• Page excerpt
I am loathe to admit I’ve taken life lessons, in any form, from Lindsay Lohan, but bear with me. In 1976 and again in 2003 (thanks to the inimitable Li-Lo), there was a movie called Freaky Friday in which a mother and daughter, through a series of supernatural events, switch bodies and lives. The mother becomes the child and the child the parent, and through this, in true Hollywood fashion, both come to a greater understanding and appreciation of the other. Cue credits and warm, fuzzy feeling.
While I don’t suspect these fluffy, mass-market comedies were trying to delve into the deeper psychological dynamics of love, life, and familial relationships, this role reversal is actually something many children and parents confront, hopefully, later in life (without the body swapping, of course). At some point, as parents age, lose their health, and possibly their mental health, they often become dependent on the children they raised. The caregiver becomes the cared for. This has been the pattern since the beginning of human history, the foundation of many cultures, and even, in some anthropologists’ eyes, the mark of a healthy civilization. It can also be scary as hell.
I am extremely lucky that both my parents are healthy; hopefully they will be for a long time to come. I have friends whose parents are not, and I cannot imagine the strength they must muster to deal with this. However, there’s a reality that I am aware of somewhere in the back of my mind, but I have chosen not to acknowledge the implications of that reality almost all my life.
I am the youngest child in my family, separated from my siblings by twelve and ten years. This means my parents were always the older parents. It’s a running joke in my family that once, when I got really pissed off as a kid, I lashed back at them by informing them just how “really, really old” they were. Yet the truth is, they’re both so youthful and vital, I never admitted what their age might come to mean later in life, namely that my parents will age and need me to care for them, to be the “parent,” earlier than I might be prepared for. It has nothing to do with them being a burden, which I don’t believe someone you love so much could ever be, and everything to do with the fact that I just don’t feel ready to lose the parents that I know.
A year and a half ago, my father had a health scare which he only informed us of after the fact. He had a heart problem that required stints and a few lifestyle changes that needed to be made anyway. By the time we knew about it, the crisis had passed, and he is fine now. Still, the incident elicited terror in me—not just at the thought of losing him, but also because I had never before seen my father physically vulnerable and I could do nothing about it. Until then, I had been living in the blissful ignorance that my parents were immortal. Before, talk of long-term care insurance and “adult communities” went in one ear and out the other. Now that I’ve become co-executor of my father’s will and estate and signed paperwork promising to pull the plug, I can no longer ignore that my parents are getting older and that one day sooner than I would like, I will be the caregiver.
I had a premonition of this earlier this year. My mother, otherwise very healthy, required a hysterectomy because of fibroid tumors. It was a standard procedure—thousands of women, including many of her friends, have been through it—but the recovery can be long and difficult and required a short hospital stay. My sister and I both flew in to be with her for the surgery and the week following.

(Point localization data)
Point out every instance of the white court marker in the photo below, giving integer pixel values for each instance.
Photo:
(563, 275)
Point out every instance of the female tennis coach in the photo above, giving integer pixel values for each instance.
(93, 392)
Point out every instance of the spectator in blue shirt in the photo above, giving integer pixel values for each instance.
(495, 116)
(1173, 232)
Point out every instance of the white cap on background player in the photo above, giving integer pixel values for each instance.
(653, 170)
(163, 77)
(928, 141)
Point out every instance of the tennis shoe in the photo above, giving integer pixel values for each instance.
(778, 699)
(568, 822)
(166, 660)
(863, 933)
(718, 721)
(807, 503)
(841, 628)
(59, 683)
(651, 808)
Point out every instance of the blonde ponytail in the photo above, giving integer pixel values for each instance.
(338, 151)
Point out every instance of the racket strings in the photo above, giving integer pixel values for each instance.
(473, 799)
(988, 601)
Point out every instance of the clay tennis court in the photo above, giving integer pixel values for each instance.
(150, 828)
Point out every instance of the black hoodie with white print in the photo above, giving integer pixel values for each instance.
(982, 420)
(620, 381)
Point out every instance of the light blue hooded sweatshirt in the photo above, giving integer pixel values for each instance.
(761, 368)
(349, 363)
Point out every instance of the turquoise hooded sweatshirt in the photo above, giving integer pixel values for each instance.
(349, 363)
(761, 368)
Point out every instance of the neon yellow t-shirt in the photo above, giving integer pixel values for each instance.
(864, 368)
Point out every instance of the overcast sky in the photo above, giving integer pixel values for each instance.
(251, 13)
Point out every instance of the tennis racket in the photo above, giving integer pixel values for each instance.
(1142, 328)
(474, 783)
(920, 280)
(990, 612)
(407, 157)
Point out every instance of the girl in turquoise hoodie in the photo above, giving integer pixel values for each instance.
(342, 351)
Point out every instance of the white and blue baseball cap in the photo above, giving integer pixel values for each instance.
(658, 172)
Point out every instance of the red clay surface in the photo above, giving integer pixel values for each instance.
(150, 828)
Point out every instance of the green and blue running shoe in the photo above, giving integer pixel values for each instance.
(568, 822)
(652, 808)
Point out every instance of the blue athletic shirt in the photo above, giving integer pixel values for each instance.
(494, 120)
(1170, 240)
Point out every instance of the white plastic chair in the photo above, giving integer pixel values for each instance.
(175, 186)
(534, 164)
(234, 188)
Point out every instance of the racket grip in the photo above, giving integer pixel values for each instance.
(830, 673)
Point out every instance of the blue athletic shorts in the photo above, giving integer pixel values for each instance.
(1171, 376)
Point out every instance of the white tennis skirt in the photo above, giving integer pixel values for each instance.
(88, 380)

• Work order A
Please retype the passage from the essay on aging parents, starting with "I am loathe" and going on through "warm, fuzzy feeling.".
• Work order B
In the essay on aging parents above, why did the father's health scare fill the writer with terror? Answer in one to three sentences.

• Task solution A
I am loathe to admit I’ve taken life lessons, in any form, from Lindsay Lohan, but bear with me. In 1976 and again in 2003 (thanks to the inimitable Li-Lo), there was a movie called Freaky Friday in which a mother and daughter, through a series of supernatural events, switch bodies and lives. The mother becomes the child and the child the parent, and through this, in true Hollywood fashion, both come to a greater understanding and appreciation of the other. Cue credits and warm, fuzzy feeling.

• Task solution B
It frightened the writer because of the thought of losing him. It also did so because the writer had never before seen the father physically vulnerable and could do nothing about it.